** PASSAGE PROVIDED **
- - -

Assessing model accuracy using the homology modeling automatically software

Abstract
Homology modeling is a powerful technique that greatly increases the value of experimental structure determination by using the structural information of one protein to predict the structures of homologous proteins. We have previously described a method of homology modeling by satisfaction of spatial restraints (Li et al., Protein Sci 1997;6:956–970). The Homology Modeling Automatically (HOMA) web site, , is a new tool, using this method to predict 3D structure of a target protein based on the sequence alignment of the target protein to a template protein and the structure coordinates of the template. The user is presented with the resulting models, together with an extensive structure validation report providing critical assessments of the quality of the resulting homology models. The homology modeling method employed by HOMA was assessed and validated using twenty‐four groups of homologous proteins. Using HOMA, homology models were generated for 510 proteins, including 264 proteins modeled with correct folds and 246 modeled with incorrect folds. Accuracies of these models were assessed by superimposition on the corresponding experimentally determined structures. A subset of these results was compared with parallel studies of modeling accuracy using several other automated homology modeling approaches. Overall, HOMA provides prediction accuracies similar to other state‐of‐the‐art homology modeling methods. We also provide an evaluation of several structure quality validation tools in assessing the accuracy of homology models generated with HOMA. This study demonstrates that Verify3D (Luthy et al., Nature 1992;356:83–85) and ProsaII (Sippl, Proteins 1993;17:355–362) are most sensitive in distinguishing between homology models with correct or incorrect folds. For homology models that have the correct fold, the steric conformational energy (including primarily the Van der Waals energy), MolProbity clashscore (Word et al., Protein Sci 2000;9:2251–2259), and the PROCHECK G‐factors (Laskowski et al., J Biomol NMR 1996;8:477–486) provide sensitive and consistent methods for assessing accuracy and can distinguish between homology models of higher and lower accuracy. As demonstrated in the accompanying paper (Bhattacharya et al., accompanying paper), combinations of these scores for models generated with HOMA provide a basis for distinguishing low from high accuracy models. Proteins 2008.

- - -

** STUDY MATERIAL **
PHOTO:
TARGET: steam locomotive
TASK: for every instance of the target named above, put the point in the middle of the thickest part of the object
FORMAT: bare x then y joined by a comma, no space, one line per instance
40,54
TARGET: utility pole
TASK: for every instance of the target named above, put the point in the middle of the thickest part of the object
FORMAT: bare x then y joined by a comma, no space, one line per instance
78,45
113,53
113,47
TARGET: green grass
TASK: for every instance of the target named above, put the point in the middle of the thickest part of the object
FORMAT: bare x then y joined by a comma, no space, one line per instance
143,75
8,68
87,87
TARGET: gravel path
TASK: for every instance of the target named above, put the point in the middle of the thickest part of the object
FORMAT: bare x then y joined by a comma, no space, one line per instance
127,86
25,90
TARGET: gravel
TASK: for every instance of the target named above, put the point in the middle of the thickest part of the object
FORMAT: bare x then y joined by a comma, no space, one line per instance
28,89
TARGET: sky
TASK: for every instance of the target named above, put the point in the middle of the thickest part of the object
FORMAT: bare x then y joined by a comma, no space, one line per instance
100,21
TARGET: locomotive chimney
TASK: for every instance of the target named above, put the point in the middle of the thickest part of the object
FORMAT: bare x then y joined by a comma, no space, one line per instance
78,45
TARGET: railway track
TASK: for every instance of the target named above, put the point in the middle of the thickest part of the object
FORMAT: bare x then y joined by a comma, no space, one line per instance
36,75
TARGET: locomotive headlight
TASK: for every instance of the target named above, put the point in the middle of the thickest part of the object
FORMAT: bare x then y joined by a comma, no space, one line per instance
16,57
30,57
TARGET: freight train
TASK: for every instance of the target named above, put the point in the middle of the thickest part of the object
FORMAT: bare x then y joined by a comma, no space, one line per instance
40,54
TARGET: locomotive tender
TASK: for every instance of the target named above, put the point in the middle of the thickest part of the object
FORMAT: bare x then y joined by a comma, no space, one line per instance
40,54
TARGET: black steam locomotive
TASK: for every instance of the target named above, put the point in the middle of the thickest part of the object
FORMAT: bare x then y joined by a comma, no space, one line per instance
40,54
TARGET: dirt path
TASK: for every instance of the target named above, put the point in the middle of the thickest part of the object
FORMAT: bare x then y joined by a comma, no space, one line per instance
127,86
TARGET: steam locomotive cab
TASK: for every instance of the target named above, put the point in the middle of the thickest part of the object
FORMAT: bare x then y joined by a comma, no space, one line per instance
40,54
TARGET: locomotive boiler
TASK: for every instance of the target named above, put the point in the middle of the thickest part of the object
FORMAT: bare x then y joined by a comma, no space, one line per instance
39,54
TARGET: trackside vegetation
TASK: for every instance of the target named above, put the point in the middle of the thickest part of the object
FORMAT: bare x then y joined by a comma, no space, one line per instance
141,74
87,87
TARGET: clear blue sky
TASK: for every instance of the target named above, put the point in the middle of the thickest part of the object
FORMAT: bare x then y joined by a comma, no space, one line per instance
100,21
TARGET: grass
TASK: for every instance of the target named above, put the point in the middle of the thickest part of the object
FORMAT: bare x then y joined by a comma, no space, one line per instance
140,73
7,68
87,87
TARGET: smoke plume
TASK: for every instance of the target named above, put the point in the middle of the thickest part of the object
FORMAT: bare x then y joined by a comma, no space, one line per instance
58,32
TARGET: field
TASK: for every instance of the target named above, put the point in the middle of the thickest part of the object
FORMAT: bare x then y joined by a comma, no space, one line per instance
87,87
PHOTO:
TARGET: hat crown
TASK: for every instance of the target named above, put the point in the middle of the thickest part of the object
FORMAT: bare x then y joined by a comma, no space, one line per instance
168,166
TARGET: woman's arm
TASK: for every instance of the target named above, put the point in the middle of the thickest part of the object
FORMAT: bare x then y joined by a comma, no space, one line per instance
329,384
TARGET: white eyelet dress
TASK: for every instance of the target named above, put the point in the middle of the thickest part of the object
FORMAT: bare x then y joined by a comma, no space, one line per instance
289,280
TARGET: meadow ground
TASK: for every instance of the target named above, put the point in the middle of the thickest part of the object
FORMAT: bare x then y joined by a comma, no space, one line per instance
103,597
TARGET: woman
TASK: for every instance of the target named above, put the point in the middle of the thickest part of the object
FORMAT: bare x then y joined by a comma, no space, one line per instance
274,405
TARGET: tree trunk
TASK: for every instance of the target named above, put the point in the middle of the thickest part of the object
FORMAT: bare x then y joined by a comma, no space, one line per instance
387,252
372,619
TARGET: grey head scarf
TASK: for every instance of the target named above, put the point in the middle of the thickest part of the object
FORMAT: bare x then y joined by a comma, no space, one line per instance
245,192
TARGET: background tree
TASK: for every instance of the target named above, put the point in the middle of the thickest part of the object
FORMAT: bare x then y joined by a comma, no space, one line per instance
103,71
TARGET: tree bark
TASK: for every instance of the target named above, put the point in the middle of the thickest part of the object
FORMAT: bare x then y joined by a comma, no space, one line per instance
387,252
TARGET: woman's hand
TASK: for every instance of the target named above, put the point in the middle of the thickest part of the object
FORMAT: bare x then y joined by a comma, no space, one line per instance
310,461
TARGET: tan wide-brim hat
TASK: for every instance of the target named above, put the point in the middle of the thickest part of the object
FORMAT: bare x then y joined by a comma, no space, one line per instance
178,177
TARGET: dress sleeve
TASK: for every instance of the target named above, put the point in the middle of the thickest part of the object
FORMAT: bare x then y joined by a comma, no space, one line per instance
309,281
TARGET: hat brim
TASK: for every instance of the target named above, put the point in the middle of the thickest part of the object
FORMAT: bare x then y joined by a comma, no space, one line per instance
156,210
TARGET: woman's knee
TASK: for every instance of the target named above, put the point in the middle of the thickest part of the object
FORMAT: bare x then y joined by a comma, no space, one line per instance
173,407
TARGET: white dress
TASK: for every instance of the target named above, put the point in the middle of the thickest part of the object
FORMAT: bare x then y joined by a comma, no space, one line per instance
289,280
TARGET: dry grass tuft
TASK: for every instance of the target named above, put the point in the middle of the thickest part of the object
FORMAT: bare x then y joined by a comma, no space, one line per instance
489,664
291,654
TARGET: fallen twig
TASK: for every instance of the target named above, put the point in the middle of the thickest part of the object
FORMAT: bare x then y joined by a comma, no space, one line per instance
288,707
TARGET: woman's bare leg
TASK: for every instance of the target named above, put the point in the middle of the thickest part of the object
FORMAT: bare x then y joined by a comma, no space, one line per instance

- - -

** WHAT IS EXPECTED **
Translate this sentence from the homology modeling abstract into Spanish: "Overall, HOMA provides prediction accuracies similar to other state‐of‐the‐art homology modeling methods." The rows have no connection to the homology modeling abstract.

** EXERCISE SOLUTION **
En general, HOMA ofrece precisiones de predicción similares a las de otros métodos de modelado por homología de última generación.